PROBLEM DETAILS:
Which lines of the entries below include "wing"? List them all.

^^^^^^^^

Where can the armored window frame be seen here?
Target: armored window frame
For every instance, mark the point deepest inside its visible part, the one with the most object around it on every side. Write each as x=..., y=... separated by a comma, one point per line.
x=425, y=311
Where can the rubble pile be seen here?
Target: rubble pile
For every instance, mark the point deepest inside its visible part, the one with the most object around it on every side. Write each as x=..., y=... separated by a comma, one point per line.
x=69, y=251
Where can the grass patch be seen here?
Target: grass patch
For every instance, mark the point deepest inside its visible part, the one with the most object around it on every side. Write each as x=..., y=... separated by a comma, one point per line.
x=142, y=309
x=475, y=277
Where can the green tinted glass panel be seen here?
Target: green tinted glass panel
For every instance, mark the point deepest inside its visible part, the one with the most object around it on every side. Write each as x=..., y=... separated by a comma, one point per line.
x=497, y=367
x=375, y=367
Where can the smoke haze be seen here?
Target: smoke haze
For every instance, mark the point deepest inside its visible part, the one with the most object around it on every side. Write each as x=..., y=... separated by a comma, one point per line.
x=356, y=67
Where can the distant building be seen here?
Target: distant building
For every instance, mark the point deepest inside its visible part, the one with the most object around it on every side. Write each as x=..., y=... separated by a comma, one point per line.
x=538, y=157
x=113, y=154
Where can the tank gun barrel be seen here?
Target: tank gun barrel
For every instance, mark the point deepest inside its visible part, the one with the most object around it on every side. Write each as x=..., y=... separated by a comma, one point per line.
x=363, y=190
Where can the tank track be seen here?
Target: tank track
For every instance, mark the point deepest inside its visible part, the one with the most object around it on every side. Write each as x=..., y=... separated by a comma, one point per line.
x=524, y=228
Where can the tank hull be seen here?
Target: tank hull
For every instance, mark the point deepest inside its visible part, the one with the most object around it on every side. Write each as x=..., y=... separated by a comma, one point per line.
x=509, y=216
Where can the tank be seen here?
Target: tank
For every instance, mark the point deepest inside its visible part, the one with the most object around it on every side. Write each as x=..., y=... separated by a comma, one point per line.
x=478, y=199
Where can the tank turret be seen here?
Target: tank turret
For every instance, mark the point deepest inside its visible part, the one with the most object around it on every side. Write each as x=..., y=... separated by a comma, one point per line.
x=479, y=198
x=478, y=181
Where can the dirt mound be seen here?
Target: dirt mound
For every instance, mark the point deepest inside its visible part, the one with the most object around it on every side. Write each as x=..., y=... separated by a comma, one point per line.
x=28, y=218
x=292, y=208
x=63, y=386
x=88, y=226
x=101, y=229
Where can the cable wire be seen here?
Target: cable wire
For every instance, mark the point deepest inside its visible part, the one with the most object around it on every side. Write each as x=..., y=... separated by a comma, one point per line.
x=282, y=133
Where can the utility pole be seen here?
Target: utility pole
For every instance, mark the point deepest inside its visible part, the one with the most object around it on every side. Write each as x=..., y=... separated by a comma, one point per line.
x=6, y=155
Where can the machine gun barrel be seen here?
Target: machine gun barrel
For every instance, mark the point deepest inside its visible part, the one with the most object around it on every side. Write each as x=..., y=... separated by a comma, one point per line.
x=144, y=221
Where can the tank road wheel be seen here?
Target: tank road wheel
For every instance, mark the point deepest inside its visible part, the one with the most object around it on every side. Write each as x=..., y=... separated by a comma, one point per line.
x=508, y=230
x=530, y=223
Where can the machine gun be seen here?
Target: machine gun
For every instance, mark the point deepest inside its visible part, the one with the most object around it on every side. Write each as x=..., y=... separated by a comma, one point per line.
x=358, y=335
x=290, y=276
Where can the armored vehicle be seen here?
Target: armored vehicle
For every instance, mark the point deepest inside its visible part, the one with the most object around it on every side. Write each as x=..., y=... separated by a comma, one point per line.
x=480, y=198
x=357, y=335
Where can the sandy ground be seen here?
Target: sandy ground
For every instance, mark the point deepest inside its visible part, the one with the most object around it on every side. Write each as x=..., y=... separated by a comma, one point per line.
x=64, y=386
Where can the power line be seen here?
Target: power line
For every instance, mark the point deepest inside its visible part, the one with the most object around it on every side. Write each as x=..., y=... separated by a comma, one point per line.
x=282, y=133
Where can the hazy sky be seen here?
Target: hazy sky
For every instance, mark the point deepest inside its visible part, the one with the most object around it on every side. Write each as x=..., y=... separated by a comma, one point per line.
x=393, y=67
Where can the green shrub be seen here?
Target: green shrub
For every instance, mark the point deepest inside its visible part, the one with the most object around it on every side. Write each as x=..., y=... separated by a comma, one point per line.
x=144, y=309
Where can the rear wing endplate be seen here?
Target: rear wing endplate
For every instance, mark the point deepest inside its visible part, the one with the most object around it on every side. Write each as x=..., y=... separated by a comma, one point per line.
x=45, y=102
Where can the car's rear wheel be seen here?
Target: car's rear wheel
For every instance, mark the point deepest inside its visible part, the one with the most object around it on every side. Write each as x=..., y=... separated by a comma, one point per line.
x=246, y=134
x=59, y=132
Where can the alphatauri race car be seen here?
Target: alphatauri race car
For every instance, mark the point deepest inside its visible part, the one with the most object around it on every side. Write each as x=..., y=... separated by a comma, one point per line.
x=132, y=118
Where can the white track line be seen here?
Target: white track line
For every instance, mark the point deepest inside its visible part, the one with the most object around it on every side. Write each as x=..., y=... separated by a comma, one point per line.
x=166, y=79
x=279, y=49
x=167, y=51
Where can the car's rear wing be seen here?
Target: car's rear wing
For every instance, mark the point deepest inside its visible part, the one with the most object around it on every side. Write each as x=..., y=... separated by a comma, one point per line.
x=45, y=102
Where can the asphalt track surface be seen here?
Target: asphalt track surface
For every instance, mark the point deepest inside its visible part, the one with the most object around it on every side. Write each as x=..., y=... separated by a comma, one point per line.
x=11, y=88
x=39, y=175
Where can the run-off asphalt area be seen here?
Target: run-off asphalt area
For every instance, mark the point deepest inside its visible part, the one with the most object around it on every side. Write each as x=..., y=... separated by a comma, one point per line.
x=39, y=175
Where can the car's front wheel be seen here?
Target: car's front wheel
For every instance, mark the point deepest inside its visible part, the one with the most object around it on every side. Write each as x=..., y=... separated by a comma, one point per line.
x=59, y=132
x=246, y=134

^^^^^^^^

THE COMPLETED TASK:
Where can the rear wing endplate be seen here?
Target: rear wing endplate
Where can the car's rear wing be seen here?
Target: car's rear wing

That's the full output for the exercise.